◆ **TEXTE FOURNI**:
■ ■ ■
Elle doit bien faire une tonne, non ?
Alors je suis là, couchée sur mon lit, les mains jointes sur la poitrine, à fixer cet énorme morceau de bois. C’est un miracle, en fait, que ça tienne là-haut, depuis 1949, année de la construction de ma maison. Une nuit d’insomnie, j’ai essayé de calculer le poids de la poutre. Section, longueur, masse, taux d’humidité… J’ai abandonné. Mes cours de physique étaient loin, bien trop loin. Je me suis dit que ça devait peser une tonne. Assez en tout cas pour faire de moi un tas de bouillie.
Sacrifice amoureux…
Des fois, ça m’oppresse tellement, la nuit, que je pousse le plus possible mon amoureux vers le bord, histoire d’échapper au danger : ainsi, si la poutre devait tomber, je serais sauvée. Il faut dire : si je dors de ce côté du lit, c’est parce que l’homme est trop grand pour pouvoir y dormir. A chaque fois qu’il se lèverait, il se prendrait la poutre basse en pleine tête. Alors que moi, vous voyez, comme je suis petite, je passe tout juste sans me cogner. A un cheveu près. Oui, l’amour, des fois, ça vous met dans des situations dangereuses, vous savez.
Visibles ou pas, ces poutres ?
Mais avouez. Autant les poutres peuvent apporter un cachet d’authenticité et donner un vrai chic à une pièce, autant elles peuvent susciter une sensation d’écrasement. Dans le salon et la salle à manger de ma sœur, le plafond est bardé de poutres. Elles se succèdent à intervalle régulier et découpent le plafond en petites parcelles. Ça fait comme des couches de gâteau. Crème fraîche, chocolat, crème fraîche, chocolat. Je n’arrive jamais à en faire abstraction : j’ai toujours le regard attiré par cela. Et comme son plafond n’est pas haut du tout, il me semble que cela alourdit l’espace.
Oui, on devrait garder les poutres visibles dans les châteaux, dans les grands manoirs et les vieilles bâtisses. Là où tout est haut, inaccessible, et où même quelque chose d’imposant semble léger dans l’espace énorme.
Les poutres, pratiques pour attraper les mouches ?
Enfin, comme dit l’homme, c’est quand même pratique, ces poutres basses dans notre chambre. On peut même y punaiser facilement un attrape-mouches gluant. C’est cela, oui! En plus de mourir écrasée la nuit et de passer à deux doigts de me cogner chaque matin, je peux prendre le risque de perdre ma longue chevelure dans la glue des mouches. Il y avait le conte de La princesse au petit pois. Il y a désormais celui de La Princesse à la poutre. Grimace.
■ ■ ■
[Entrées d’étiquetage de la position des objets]
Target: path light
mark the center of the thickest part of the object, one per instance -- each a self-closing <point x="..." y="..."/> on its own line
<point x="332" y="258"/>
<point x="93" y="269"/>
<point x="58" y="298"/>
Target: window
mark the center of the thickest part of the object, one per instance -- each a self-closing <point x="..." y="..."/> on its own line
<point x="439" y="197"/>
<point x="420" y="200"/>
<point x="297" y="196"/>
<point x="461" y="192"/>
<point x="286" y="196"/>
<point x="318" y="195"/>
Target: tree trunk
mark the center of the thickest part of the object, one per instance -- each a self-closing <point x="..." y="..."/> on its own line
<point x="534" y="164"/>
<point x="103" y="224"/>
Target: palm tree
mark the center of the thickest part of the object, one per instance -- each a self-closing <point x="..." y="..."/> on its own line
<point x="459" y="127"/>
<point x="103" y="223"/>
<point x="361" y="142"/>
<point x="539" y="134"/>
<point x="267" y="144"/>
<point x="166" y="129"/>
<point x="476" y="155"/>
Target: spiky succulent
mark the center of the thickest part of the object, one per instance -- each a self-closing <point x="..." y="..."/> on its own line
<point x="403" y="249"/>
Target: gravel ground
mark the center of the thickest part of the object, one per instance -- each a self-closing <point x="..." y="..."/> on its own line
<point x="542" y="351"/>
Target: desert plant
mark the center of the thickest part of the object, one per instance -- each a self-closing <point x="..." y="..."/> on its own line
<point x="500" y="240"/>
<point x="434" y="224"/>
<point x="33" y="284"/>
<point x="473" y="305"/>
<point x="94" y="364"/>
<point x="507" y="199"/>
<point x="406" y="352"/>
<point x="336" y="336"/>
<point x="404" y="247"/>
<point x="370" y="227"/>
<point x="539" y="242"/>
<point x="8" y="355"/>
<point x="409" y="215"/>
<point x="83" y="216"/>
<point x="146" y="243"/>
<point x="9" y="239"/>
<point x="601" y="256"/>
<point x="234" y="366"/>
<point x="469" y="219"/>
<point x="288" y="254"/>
■ ■ ■
◆ **EXERCICE COURT**:
D’après le texte sur les poutres, dans quels types de bâtiments devrait-on garder les poutres visibles ? Citez-les tous.

◆ **CORRIGÉ**:
Les châteaux, les grands manoirs et les vieilles bâtisses.